**Task details**
Go through the data below line by line. Give only the number of lines that contain "above".
Start of Given records
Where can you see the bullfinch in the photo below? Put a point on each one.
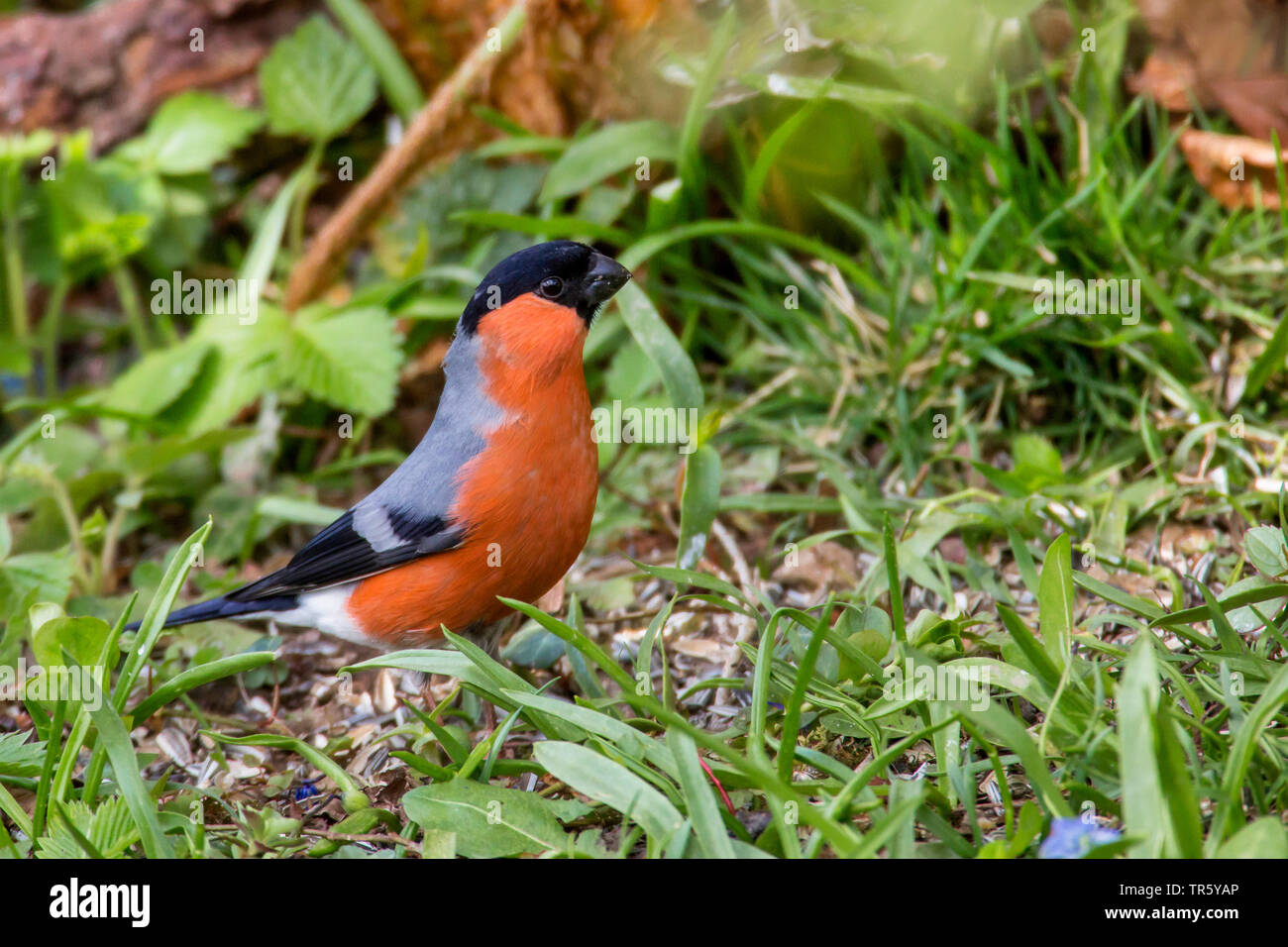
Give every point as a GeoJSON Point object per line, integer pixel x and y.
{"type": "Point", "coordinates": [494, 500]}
End of Given records
Start of Given records
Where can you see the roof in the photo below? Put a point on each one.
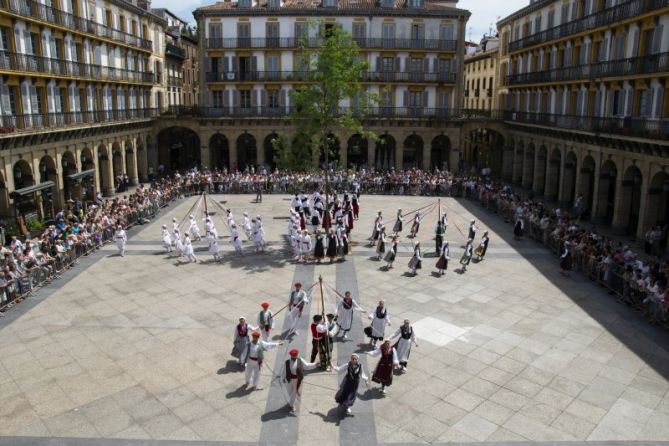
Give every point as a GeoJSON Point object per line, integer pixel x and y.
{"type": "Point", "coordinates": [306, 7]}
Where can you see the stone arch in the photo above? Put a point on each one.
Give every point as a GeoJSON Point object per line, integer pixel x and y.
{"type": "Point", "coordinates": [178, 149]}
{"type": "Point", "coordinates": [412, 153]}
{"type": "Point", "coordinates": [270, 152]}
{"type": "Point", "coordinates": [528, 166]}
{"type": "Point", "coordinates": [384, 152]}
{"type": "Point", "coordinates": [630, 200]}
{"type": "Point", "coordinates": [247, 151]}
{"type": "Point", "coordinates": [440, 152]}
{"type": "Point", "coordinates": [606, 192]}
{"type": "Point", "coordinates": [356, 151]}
End of Given records
Start of Given records
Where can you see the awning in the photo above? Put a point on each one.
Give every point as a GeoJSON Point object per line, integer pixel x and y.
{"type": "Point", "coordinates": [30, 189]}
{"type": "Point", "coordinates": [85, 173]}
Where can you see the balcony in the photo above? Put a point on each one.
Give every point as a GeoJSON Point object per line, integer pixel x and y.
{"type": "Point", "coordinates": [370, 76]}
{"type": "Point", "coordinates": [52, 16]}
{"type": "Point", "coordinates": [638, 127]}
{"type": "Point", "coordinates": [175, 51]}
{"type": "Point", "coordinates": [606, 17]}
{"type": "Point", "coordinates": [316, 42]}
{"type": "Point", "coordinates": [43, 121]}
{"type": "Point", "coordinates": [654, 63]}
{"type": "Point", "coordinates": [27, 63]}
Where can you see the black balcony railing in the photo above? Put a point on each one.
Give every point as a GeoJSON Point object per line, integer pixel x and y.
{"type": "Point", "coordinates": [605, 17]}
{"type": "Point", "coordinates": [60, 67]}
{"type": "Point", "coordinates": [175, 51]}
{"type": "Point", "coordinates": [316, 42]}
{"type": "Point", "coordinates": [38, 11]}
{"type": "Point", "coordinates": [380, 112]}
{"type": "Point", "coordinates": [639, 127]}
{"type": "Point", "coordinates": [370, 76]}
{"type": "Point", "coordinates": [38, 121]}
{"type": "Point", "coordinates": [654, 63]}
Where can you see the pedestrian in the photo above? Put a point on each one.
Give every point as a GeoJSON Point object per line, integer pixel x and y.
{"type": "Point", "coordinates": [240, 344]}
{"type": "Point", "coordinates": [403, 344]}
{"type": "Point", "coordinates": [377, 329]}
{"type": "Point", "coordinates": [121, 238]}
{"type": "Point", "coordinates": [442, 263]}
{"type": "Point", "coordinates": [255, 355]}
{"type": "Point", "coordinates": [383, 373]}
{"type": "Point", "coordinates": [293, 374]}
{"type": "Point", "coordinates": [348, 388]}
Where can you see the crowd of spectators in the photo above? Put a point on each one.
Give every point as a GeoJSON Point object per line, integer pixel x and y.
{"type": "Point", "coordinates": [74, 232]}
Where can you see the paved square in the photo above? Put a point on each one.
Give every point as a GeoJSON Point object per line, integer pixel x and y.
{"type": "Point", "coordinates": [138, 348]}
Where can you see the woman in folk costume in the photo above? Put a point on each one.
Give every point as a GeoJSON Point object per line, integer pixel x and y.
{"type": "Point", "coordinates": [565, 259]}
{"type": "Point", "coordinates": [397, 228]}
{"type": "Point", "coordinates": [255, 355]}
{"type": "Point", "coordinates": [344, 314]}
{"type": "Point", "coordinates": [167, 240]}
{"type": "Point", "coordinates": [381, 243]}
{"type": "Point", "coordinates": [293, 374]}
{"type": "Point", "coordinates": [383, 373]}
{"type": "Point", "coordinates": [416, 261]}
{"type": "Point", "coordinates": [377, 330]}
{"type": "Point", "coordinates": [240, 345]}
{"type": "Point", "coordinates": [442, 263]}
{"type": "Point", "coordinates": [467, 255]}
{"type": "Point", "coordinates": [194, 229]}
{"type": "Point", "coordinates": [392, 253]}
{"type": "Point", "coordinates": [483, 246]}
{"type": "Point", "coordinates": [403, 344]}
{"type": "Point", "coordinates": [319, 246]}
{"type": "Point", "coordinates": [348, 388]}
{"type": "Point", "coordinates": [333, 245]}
End of Given records
**Expected answer**
8